Your instructions
Write out only the tail of the records, beginning at the line containing "Category: roadside pole" and including the last line, exactly as written.

=======

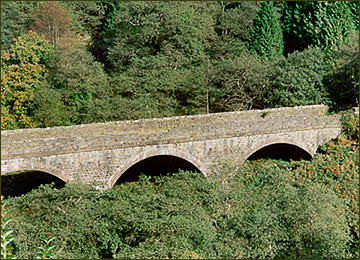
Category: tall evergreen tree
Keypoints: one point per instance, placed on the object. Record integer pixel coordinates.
(266, 38)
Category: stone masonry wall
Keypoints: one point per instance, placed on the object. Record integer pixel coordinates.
(102, 152)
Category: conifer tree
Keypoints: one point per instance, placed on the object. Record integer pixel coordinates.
(266, 38)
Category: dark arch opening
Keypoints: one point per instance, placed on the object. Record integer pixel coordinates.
(19, 183)
(156, 166)
(281, 151)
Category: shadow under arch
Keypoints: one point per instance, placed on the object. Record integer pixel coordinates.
(21, 182)
(284, 151)
(156, 165)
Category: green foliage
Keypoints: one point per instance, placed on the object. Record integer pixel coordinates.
(6, 237)
(45, 250)
(298, 79)
(266, 38)
(343, 80)
(323, 24)
(52, 21)
(77, 92)
(16, 18)
(241, 83)
(22, 73)
(263, 209)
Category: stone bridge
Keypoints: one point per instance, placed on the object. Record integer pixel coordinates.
(103, 152)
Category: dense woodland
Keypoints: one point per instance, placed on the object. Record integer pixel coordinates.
(74, 62)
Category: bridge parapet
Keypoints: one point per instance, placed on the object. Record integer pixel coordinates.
(27, 143)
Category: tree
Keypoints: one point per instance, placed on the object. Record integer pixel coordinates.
(16, 18)
(298, 79)
(343, 80)
(52, 21)
(77, 92)
(323, 24)
(241, 83)
(23, 71)
(266, 38)
(158, 54)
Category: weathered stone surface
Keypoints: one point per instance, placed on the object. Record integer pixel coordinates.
(104, 151)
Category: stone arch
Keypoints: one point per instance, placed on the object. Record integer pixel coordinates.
(153, 153)
(275, 143)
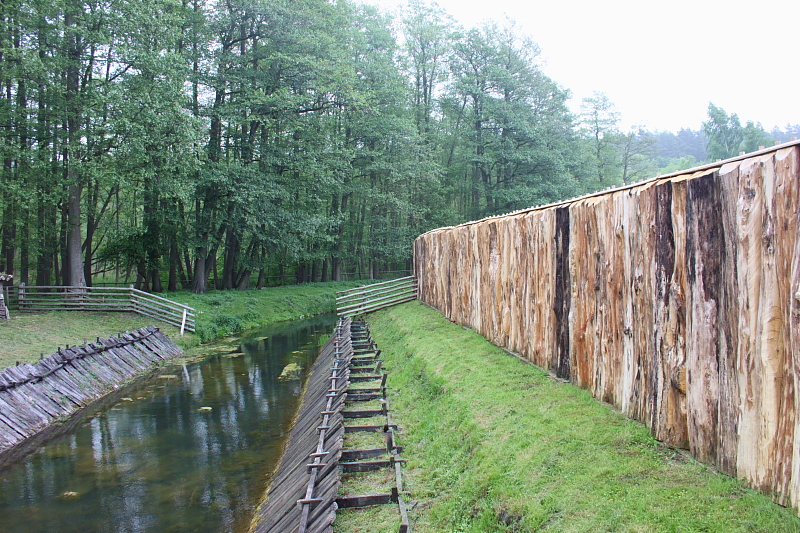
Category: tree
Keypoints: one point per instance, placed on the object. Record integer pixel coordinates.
(638, 155)
(599, 126)
(724, 133)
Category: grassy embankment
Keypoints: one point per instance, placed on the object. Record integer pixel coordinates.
(494, 444)
(220, 313)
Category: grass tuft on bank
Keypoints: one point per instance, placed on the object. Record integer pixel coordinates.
(219, 314)
(496, 445)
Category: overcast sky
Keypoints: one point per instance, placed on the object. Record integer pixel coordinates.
(661, 63)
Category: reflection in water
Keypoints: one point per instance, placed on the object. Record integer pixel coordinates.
(189, 450)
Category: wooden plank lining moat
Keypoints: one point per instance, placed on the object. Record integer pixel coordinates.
(33, 397)
(304, 494)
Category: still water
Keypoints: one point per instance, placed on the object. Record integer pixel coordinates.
(187, 451)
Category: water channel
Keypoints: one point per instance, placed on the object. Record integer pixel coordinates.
(189, 450)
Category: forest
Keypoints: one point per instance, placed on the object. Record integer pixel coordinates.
(226, 144)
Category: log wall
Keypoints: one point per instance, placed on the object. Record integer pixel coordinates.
(677, 301)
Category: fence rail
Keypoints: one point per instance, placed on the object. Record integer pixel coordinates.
(115, 299)
(361, 300)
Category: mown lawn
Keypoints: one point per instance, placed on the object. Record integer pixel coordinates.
(219, 314)
(494, 444)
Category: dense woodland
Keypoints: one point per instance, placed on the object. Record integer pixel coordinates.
(221, 143)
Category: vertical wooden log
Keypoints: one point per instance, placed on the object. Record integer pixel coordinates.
(704, 256)
(560, 362)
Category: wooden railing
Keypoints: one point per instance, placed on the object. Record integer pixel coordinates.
(362, 300)
(61, 298)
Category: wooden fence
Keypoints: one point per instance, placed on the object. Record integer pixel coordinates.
(361, 300)
(33, 397)
(676, 300)
(61, 298)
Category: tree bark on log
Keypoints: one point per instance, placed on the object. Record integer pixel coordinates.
(676, 300)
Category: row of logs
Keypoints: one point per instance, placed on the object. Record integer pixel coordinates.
(677, 301)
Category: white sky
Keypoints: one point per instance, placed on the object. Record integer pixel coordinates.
(661, 63)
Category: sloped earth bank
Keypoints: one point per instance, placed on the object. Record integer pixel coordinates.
(496, 444)
(187, 451)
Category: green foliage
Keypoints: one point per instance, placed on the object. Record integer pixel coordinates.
(493, 444)
(220, 314)
(198, 145)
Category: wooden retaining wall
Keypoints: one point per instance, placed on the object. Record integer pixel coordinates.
(32, 397)
(677, 301)
(302, 494)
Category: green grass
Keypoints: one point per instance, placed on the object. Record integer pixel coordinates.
(219, 314)
(494, 444)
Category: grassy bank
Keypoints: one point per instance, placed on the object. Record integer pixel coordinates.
(219, 314)
(494, 444)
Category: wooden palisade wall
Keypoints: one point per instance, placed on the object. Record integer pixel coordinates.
(677, 301)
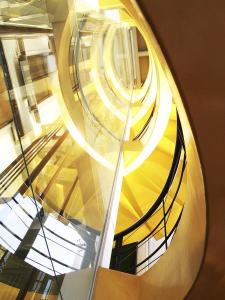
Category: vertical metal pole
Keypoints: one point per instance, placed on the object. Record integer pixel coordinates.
(118, 246)
(164, 220)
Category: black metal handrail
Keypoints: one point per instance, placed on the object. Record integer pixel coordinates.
(153, 208)
(121, 259)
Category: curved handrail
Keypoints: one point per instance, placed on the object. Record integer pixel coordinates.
(160, 199)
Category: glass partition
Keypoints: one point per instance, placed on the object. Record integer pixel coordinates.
(60, 150)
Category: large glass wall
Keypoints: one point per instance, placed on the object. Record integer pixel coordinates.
(59, 152)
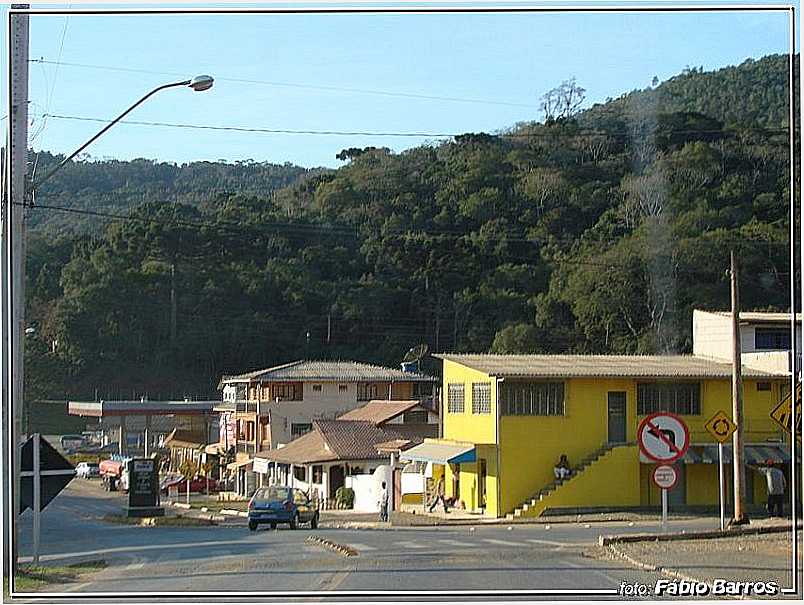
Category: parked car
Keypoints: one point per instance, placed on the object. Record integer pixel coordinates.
(197, 485)
(87, 470)
(279, 504)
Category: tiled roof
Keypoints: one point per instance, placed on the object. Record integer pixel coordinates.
(346, 440)
(379, 411)
(328, 371)
(622, 366)
(183, 438)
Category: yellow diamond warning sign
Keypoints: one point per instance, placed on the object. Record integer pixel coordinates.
(783, 413)
(720, 427)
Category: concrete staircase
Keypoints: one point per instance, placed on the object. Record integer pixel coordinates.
(540, 501)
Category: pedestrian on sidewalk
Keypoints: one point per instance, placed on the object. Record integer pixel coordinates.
(562, 469)
(776, 486)
(383, 503)
(439, 496)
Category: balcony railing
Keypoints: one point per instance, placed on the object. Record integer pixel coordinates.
(245, 447)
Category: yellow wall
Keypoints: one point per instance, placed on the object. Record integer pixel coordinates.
(531, 445)
(610, 484)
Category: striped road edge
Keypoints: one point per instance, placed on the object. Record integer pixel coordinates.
(346, 551)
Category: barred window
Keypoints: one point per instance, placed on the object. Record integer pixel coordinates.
(481, 398)
(455, 398)
(676, 397)
(532, 398)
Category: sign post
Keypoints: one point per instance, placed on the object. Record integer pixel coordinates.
(664, 438)
(665, 478)
(44, 473)
(721, 428)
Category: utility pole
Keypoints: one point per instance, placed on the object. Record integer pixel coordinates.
(13, 266)
(738, 468)
(173, 304)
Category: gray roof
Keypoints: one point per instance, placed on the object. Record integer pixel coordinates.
(759, 316)
(327, 371)
(622, 366)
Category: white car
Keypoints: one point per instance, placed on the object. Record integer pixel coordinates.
(86, 470)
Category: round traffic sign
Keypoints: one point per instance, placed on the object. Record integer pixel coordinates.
(663, 437)
(665, 476)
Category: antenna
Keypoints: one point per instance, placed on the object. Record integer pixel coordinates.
(413, 356)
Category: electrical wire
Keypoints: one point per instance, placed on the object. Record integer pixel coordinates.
(365, 91)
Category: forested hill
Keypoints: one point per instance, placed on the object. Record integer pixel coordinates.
(113, 186)
(580, 234)
(753, 94)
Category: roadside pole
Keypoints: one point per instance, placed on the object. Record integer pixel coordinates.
(722, 484)
(14, 248)
(740, 516)
(37, 499)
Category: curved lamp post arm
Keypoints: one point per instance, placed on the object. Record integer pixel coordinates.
(196, 83)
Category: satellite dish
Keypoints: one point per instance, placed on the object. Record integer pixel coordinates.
(415, 354)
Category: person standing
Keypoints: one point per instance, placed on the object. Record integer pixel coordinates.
(776, 486)
(383, 503)
(439, 496)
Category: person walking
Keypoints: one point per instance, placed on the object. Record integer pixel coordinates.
(439, 496)
(776, 486)
(383, 503)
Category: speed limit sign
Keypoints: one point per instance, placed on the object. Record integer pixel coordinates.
(665, 476)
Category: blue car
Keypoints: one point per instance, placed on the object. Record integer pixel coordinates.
(278, 504)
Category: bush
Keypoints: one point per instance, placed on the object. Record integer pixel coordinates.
(345, 497)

=======

The answer
Category: roadside pole
Keypoints: one point per instance, placed on the object. Record integer pixel coordinates.
(722, 484)
(14, 248)
(740, 516)
(37, 499)
Category: curved lamp post arm
Keypoints: one point per instance, placed on the object. Record integer pixel coordinates.
(196, 83)
Category: satellite dish
Keypoints: one point per instance, placed on the object. Record integer pixel coordinates.
(415, 354)
Category: person standing
Keypoints: one point per instance, placed on the object. Record integer pixel coordinates.
(776, 486)
(383, 503)
(439, 496)
Category: person walking
Keypoints: one point per instance, placed on the object. Record integer pixel coordinates.
(439, 496)
(776, 486)
(383, 503)
Category: speed limit sign
Keypoints: one point per instance, placed on the object. Record integer pixel coordinates.
(665, 476)
Category: blue car
Keypoints: one point per instance, placed on the object. Record integer pixel coordinates.
(278, 504)
Category: bush
Keypoints: one point per instance, placed on the object. Record integer pixel coordinates.
(345, 497)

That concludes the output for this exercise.